GOAL
Reproduce the listing verbatim.

DATA TO USE

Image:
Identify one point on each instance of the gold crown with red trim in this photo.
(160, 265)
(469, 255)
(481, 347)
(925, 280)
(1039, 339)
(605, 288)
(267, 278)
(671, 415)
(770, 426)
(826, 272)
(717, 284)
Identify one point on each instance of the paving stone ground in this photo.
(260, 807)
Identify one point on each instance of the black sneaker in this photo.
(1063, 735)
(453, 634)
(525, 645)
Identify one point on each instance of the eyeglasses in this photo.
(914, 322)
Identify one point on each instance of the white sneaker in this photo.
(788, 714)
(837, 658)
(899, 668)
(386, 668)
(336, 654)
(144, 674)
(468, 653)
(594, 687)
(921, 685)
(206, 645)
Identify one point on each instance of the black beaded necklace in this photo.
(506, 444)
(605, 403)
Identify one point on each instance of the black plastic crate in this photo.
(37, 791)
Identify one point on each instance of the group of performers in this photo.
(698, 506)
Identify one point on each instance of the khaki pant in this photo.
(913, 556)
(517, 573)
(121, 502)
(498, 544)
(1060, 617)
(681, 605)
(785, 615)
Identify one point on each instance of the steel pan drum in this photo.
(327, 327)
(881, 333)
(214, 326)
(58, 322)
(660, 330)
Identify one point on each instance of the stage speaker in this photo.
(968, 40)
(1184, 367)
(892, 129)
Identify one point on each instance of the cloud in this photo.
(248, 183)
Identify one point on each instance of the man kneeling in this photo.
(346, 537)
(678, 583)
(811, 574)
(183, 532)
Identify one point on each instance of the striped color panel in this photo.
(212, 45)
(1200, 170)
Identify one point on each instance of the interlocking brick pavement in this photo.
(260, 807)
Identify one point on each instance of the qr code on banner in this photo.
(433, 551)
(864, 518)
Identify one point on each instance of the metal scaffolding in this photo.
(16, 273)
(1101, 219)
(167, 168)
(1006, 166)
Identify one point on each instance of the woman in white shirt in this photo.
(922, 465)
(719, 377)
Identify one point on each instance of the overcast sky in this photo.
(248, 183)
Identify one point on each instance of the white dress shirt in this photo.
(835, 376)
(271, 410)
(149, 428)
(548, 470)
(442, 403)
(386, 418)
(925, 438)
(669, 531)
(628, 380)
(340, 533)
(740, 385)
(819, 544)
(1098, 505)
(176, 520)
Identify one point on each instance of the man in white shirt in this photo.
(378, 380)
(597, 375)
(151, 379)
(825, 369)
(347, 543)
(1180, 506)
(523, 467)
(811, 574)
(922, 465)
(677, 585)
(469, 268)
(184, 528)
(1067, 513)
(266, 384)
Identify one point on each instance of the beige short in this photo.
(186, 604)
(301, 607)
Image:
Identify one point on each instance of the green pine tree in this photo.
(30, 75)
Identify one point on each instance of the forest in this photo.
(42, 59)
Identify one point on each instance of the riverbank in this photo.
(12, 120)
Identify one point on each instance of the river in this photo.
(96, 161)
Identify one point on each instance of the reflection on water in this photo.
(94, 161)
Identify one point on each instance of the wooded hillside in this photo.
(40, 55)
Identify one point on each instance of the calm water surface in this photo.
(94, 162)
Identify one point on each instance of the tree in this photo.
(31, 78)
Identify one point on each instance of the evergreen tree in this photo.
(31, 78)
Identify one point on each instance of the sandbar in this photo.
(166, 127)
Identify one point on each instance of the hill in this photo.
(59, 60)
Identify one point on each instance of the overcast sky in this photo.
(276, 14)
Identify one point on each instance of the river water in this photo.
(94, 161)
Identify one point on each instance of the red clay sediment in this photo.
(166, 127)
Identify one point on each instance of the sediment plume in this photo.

THE RESPONSE
Image:
Identify one point on each instance of the gold crown with red trim in this photo.
(160, 265)
(469, 255)
(481, 347)
(925, 280)
(1039, 339)
(605, 288)
(267, 278)
(671, 415)
(770, 426)
(826, 272)
(717, 284)
Identify one point on each instance of the paving stone ground in this photo.
(260, 807)
Identify one point on each instance of the black sneaker in this photo.
(1063, 735)
(453, 634)
(525, 645)
Identify one point on each instance of the eyeglasses in this photo.
(914, 322)
Identify one point on each instance of the white sneaker in this photo.
(788, 714)
(837, 658)
(899, 668)
(386, 668)
(336, 654)
(144, 674)
(468, 653)
(594, 687)
(921, 685)
(206, 645)
Identify one point on each instance of the black beaded necklace in this photo.
(506, 444)
(605, 403)
Identify one point on each instance of the black plastic crate in this photo.
(37, 791)
Identify one point on each instance of the group of performers in this photo.
(698, 506)
Identify one point on each instance of the khaki pant in this photo.
(913, 556)
(517, 573)
(121, 502)
(498, 544)
(1060, 617)
(681, 605)
(785, 615)
Identify one point on each instance of the steel pan drum in this photo.
(327, 327)
(881, 333)
(214, 326)
(58, 322)
(660, 330)
Identify one point on each instance of the stage speaker in this photo.
(968, 40)
(1184, 367)
(892, 129)
Identify one point on each instance of the cloud in this photo.
(248, 183)
Identify one point on each instance of the man kneeling in this photo.
(346, 537)
(678, 583)
(811, 574)
(183, 532)
Identify one point on each instance of the striped color panel in this photo.
(212, 45)
(1200, 170)
Identify one point on each instance of the interlocking brick pavement in this photo.
(260, 807)
Identify one point on each instance of the qr code on banner in this photo.
(433, 551)
(864, 518)
Identify one point on each instance of the metal scaffolding in this photo.
(16, 273)
(1101, 219)
(167, 168)
(1006, 166)
Identify one point on each instance of the woman in white shirt in this photo.
(922, 465)
(719, 377)
Identify one point on each instance of the overcast sky in this photo.
(248, 183)
Identify one point on each instance of the white dress shirt in this photo.
(835, 376)
(271, 410)
(149, 428)
(548, 470)
(442, 403)
(386, 418)
(925, 438)
(669, 531)
(628, 380)
(340, 533)
(740, 385)
(819, 544)
(1098, 505)
(176, 520)
Identify one point on each instance of the man in white shirt in this photo.
(378, 380)
(597, 375)
(151, 379)
(825, 369)
(347, 543)
(1180, 506)
(523, 467)
(811, 574)
(922, 465)
(677, 585)
(469, 268)
(184, 528)
(1067, 513)
(266, 384)
Identify one point on each instance of the beige short in this photo.
(186, 604)
(301, 607)
Image:
Identify one point on each instance of the green pine tree in this photo.
(30, 75)
Identify one point on each instance of the forest in this photo.
(42, 59)
Identify one point on each instance of the riverbank in this photo.
(12, 120)
Identify one point on each instance of the river in this photo.
(96, 161)
Identify one point on each instance of the reflection on water in this photo.
(94, 161)
Identify one point on each instance of the wooded hillside in this photo.
(40, 55)
Identify one point on each instance of the calm water surface in this photo.
(94, 162)
Identify one point on each instance of the tree in this photo.
(31, 78)
Identify one point on each instance of the evergreen tree in this photo.
(31, 78)
Identify one point on each instance of the sandbar in this photo.
(166, 127)
Identify one point on each instance of the hill in this photo.
(59, 60)
Identify one point on each instance of the overcast sky in this photo.
(276, 14)
Identify one point on each instance of the river water in this photo.
(94, 161)
Identify one point on each instance of the red clay sediment in this photo.
(166, 127)
Identify one point on each instance of the sediment plume in this photo.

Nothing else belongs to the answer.